## ENTRIES
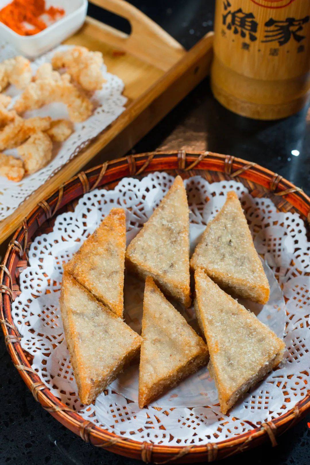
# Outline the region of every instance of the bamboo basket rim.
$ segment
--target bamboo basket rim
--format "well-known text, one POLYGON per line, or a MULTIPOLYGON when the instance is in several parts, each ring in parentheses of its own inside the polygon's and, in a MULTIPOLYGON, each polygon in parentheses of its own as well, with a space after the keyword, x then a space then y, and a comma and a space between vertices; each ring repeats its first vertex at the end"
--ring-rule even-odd
POLYGON ((14 299, 12 276, 19 260, 25 256, 29 239, 44 221, 70 201, 97 187, 125 176, 171 170, 180 174, 187 172, 190 174, 194 168, 221 172, 228 179, 238 177, 251 181, 264 188, 268 193, 285 199, 286 202, 310 222, 310 198, 282 176, 259 165, 231 155, 210 152, 185 152, 181 150, 146 152, 106 161, 86 172, 80 172, 39 202, 16 232, 0 269, 0 322, 6 345, 15 367, 35 400, 86 442, 116 453, 142 459, 146 463, 156 461, 163 464, 171 460, 175 463, 212 461, 257 446, 268 439, 272 445, 275 445, 277 436, 286 431, 310 410, 310 390, 292 409, 273 421, 216 443, 209 442, 185 447, 155 445, 109 432, 91 421, 85 420, 77 412, 66 407, 51 393, 30 366, 21 348, 19 333, 12 317, 11 302, 14 299))

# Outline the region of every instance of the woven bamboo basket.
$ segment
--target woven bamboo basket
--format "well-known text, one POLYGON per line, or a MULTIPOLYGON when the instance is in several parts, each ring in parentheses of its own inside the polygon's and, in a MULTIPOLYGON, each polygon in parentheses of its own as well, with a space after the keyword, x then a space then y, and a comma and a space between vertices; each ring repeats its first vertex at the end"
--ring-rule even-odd
POLYGON ((268 423, 233 438, 218 442, 186 447, 154 445, 127 439, 104 430, 85 421, 53 395, 31 367, 31 358, 21 348, 19 334, 11 315, 11 302, 20 292, 19 276, 27 266, 27 252, 32 239, 52 231, 53 217, 72 211, 79 198, 96 187, 113 188, 124 176, 141 179, 155 171, 180 174, 186 178, 196 175, 209 182, 235 179, 255 197, 270 198, 283 212, 297 213, 309 226, 310 199, 303 191, 278 175, 254 163, 230 155, 211 152, 154 152, 106 162, 81 172, 63 184, 49 197, 39 202, 24 219, 9 244, 0 270, 1 324, 5 343, 14 366, 43 408, 82 439, 93 445, 116 453, 142 459, 148 463, 211 462, 225 458, 266 441, 277 444, 277 438, 304 417, 310 410, 310 390, 291 410, 268 423))

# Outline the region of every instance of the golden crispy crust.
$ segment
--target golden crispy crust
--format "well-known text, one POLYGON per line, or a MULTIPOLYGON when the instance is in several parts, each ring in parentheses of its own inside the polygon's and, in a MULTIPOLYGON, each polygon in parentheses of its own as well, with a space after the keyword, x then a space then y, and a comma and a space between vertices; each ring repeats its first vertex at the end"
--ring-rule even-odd
POLYGON ((197 371, 209 358, 201 338, 166 299, 150 276, 145 282, 142 335, 140 408, 197 371))
POLYGON ((64 266, 105 305, 122 317, 126 215, 113 208, 64 266))
POLYGON ((139 353, 142 339, 66 271, 60 304, 79 395, 88 405, 139 353))
POLYGON ((237 400, 282 359, 283 341, 221 289, 201 269, 195 272, 195 310, 210 354, 221 410, 237 400))
POLYGON ((229 192, 224 205, 208 224, 191 267, 204 269, 221 287, 265 304, 270 288, 237 194, 229 192))
POLYGON ((183 182, 177 176, 126 251, 126 265, 142 279, 152 276, 169 295, 191 304, 189 210, 183 182))

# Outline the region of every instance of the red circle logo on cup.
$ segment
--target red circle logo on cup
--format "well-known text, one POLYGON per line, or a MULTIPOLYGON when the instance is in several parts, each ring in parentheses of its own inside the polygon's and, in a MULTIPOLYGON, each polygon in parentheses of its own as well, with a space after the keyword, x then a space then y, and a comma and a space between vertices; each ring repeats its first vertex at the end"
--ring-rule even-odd
POLYGON ((295 0, 251 0, 256 5, 265 8, 284 8, 290 5, 295 0))

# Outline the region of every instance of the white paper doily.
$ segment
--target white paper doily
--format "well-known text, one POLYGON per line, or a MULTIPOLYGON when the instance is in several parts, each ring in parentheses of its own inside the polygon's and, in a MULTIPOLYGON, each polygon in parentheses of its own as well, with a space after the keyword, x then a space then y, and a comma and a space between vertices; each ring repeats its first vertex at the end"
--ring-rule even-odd
MULTIPOLYGON (((33 61, 31 67, 33 73, 42 63, 50 62, 56 51, 66 49, 69 46, 59 46, 33 61)), ((0 47, 0 62, 16 54, 18 54, 16 51, 9 44, 5 44, 0 47)), ((127 99, 122 95, 124 87, 123 81, 117 76, 108 73, 105 65, 103 66, 102 71, 106 82, 100 90, 96 91, 90 97, 95 109, 86 121, 74 123, 74 132, 66 140, 61 144, 53 144, 53 157, 50 163, 37 173, 26 176, 20 182, 9 181, 4 176, 0 176, 0 221, 12 213, 31 194, 124 111, 124 105, 127 99)), ((13 97, 9 108, 13 106, 21 92, 13 86, 6 90, 5 93, 13 97)), ((59 103, 50 104, 41 108, 26 112, 23 116, 25 118, 51 116, 54 120, 69 119, 66 106, 59 103)), ((16 156, 17 152, 15 149, 5 150, 4 153, 16 156)))
MULTIPOLYGON (((263 308, 252 304, 251 308, 279 335, 285 333, 284 359, 227 415, 217 405, 217 391, 205 368, 140 410, 136 401, 137 366, 134 365, 99 396, 94 405, 82 405, 60 317, 63 264, 114 206, 126 211, 130 241, 173 179, 164 173, 149 174, 141 181, 124 178, 114 190, 97 189, 86 194, 73 212, 59 215, 53 231, 36 238, 31 246, 29 266, 20 275, 21 293, 12 304, 12 314, 23 336, 22 348, 33 356, 33 367, 67 405, 85 419, 125 437, 182 445, 217 442, 244 432, 283 414, 306 395, 310 382, 310 278, 306 274, 310 269, 310 248, 297 214, 277 212, 268 199, 253 199, 242 184, 230 181, 209 184, 199 176, 185 181, 192 249, 205 225, 223 205, 227 192, 237 193, 257 249, 268 262, 269 266, 264 266, 271 286, 268 304, 263 308)), ((125 282, 125 321, 139 331, 143 286, 130 276, 125 282)), ((192 309, 183 313, 197 329, 192 309)))

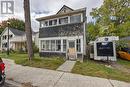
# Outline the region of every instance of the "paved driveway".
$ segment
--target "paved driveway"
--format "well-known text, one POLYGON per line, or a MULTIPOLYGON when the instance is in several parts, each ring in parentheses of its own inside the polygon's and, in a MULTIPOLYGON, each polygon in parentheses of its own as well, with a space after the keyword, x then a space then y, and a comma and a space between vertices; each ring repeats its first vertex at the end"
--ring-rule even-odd
POLYGON ((130 83, 116 80, 21 66, 9 59, 4 62, 7 78, 38 87, 130 87, 130 83))

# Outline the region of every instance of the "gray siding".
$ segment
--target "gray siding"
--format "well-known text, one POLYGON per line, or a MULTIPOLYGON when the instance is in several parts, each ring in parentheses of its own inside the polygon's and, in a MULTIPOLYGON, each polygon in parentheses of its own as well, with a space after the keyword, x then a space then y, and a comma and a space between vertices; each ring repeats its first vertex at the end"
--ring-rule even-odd
POLYGON ((83 35, 83 23, 66 24, 55 27, 40 28, 39 37, 61 37, 83 35))

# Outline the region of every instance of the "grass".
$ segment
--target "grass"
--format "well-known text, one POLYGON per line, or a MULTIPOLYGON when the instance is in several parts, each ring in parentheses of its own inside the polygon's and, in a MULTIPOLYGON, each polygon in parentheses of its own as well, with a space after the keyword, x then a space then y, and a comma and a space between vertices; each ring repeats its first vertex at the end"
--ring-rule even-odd
POLYGON ((16 64, 20 64, 23 66, 31 66, 37 68, 45 68, 45 69, 52 69, 56 70, 61 64, 64 63, 63 58, 59 57, 51 57, 51 58, 43 58, 39 57, 38 54, 35 54, 35 58, 32 61, 28 60, 27 54, 17 54, 13 53, 7 56, 5 53, 0 54, 2 58, 8 58, 15 61, 16 64))
POLYGON ((108 68, 104 64, 92 60, 86 60, 83 63, 77 62, 72 73, 130 82, 130 74, 108 68))
POLYGON ((118 64, 123 65, 125 68, 130 69, 130 61, 118 58, 118 64))

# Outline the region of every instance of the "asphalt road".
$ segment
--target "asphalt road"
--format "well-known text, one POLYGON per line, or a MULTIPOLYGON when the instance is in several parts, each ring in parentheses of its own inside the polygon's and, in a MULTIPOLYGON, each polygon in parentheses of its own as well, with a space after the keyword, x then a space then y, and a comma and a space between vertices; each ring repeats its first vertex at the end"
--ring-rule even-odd
POLYGON ((10 83, 5 83, 3 87, 18 87, 10 83))

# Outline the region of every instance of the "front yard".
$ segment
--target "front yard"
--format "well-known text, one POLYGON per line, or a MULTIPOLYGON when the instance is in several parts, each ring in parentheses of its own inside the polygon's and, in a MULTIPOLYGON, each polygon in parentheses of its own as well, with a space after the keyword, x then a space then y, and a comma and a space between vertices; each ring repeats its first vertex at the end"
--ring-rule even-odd
MULTIPOLYGON (((120 59, 117 63, 130 67, 130 61, 120 59)), ((83 63, 77 62, 72 73, 130 82, 130 72, 127 73, 114 67, 106 67, 105 64, 93 60, 86 60, 83 63)))
POLYGON ((12 59, 15 61, 16 64, 20 64, 23 66, 31 66, 52 70, 56 70, 61 64, 64 63, 63 58, 59 57, 43 58, 39 57, 38 54, 35 54, 35 58, 32 61, 28 60, 27 54, 13 53, 7 56, 5 53, 0 53, 0 57, 12 59))

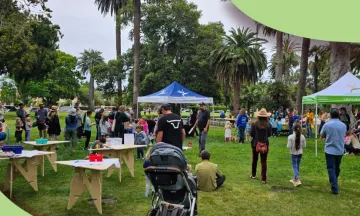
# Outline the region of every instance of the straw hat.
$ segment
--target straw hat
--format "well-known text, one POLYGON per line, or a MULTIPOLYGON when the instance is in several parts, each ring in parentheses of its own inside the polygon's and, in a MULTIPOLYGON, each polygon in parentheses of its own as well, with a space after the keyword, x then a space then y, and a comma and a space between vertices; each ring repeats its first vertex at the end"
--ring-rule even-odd
POLYGON ((259 112, 257 112, 257 117, 269 117, 271 113, 268 113, 265 108, 262 108, 259 112))

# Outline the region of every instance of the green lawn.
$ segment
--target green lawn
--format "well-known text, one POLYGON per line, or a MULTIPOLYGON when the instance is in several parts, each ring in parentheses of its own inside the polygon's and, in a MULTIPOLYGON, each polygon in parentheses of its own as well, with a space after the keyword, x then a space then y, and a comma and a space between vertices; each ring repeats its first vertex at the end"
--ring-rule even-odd
MULTIPOLYGON (((62 114, 61 121, 64 121, 62 114)), ((13 137, 14 114, 6 115, 11 124, 13 137)), ((33 130, 32 138, 37 138, 33 130)), ((63 139, 63 137, 61 137, 63 139)), ((200 162, 196 139, 186 140, 195 144, 194 149, 185 155, 194 168, 200 162)), ((319 156, 315 157, 314 140, 308 140, 301 165, 303 185, 294 188, 289 180, 292 178, 290 155, 286 149, 286 138, 270 140, 268 157, 268 184, 260 180, 250 180, 251 150, 249 144, 225 144, 223 129, 216 135, 210 131, 207 150, 212 153, 211 161, 218 164, 226 175, 224 186, 212 193, 199 193, 199 214, 201 216, 222 215, 359 215, 360 214, 360 157, 345 156, 340 174, 340 194, 329 193, 330 186, 325 168, 323 143, 319 144, 319 156)), ((64 152, 59 147, 58 160, 82 159, 86 153, 81 150, 83 140, 76 153, 64 152)), ((151 206, 151 198, 144 197, 145 177, 142 162, 135 161, 135 178, 123 168, 122 182, 117 175, 104 176, 103 197, 116 199, 116 204, 103 205, 104 215, 145 215, 151 206)), ((0 187, 5 179, 6 162, 0 162, 0 187)), ((32 215, 97 215, 95 206, 89 205, 89 193, 83 194, 73 209, 66 210, 69 196, 69 185, 73 169, 58 166, 55 173, 46 162, 45 176, 39 175, 39 192, 19 176, 14 182, 13 202, 32 215)), ((258 173, 260 176, 260 173, 258 173)))

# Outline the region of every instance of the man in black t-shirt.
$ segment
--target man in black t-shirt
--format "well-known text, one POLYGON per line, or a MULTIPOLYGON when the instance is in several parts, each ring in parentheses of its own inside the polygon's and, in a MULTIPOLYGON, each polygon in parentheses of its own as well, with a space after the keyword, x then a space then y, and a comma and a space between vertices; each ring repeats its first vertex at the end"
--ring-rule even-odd
POLYGON ((170 104, 162 105, 161 113, 164 116, 161 117, 157 123, 156 142, 171 144, 182 150, 185 131, 181 117, 171 112, 170 104))
POLYGON ((201 151, 205 150, 205 143, 206 143, 206 137, 209 131, 210 126, 210 112, 206 110, 206 104, 201 103, 200 105, 200 112, 198 114, 198 118, 195 122, 194 128, 196 126, 199 127, 199 156, 201 154, 201 151))

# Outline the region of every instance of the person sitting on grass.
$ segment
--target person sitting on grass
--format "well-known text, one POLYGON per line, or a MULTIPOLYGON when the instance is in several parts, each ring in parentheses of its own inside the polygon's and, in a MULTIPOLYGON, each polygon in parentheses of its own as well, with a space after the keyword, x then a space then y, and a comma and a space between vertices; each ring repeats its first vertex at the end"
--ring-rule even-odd
POLYGON ((287 147, 290 149, 291 161, 294 170, 294 178, 290 180, 295 187, 301 185, 299 178, 300 162, 303 154, 303 148, 306 147, 305 136, 301 134, 301 126, 295 124, 293 127, 294 133, 288 138, 287 147))
POLYGON ((360 154, 360 142, 356 134, 351 131, 346 133, 345 139, 345 154, 354 155, 360 154))
POLYGON ((200 153, 202 162, 195 167, 197 188, 201 191, 214 191, 225 182, 225 176, 220 172, 216 164, 211 163, 210 153, 203 150, 200 153))

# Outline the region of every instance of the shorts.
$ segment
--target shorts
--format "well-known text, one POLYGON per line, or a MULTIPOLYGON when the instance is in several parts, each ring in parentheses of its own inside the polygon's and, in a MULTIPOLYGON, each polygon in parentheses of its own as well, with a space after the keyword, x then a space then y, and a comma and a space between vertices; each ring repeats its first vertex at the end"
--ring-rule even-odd
POLYGON ((0 141, 4 141, 7 137, 7 134, 4 132, 0 132, 0 141))
POLYGON ((45 130, 46 129, 46 125, 45 125, 45 123, 37 123, 37 126, 38 126, 38 129, 39 130, 45 130))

## TASK DESCRIPTION
For this exercise, please retype exactly the lines in the listing from the line with "# Outline the region of every instance of the shorts." through its last line, both ends included.

## TASK OUTPUT
# Outline the region of every instance of the shorts.
$ segment
--target shorts
--format "well-known text, one POLYGON per line, or a MULTIPOLYGON when the instance is in several parts, each ring in parentheses of its own inside the polygon's and, in a MULTIPOLYGON, each polygon in parentheses of its own as well, with a space after the keyword, x then a space then y, and a comma and a space between vertices; each ring repeats its first vertex at the end"
--ring-rule even-odd
POLYGON ((0 141, 4 141, 7 137, 7 134, 4 132, 0 132, 0 141))
POLYGON ((45 130, 46 129, 46 125, 45 125, 45 123, 37 123, 37 126, 38 126, 38 129, 39 130, 45 130))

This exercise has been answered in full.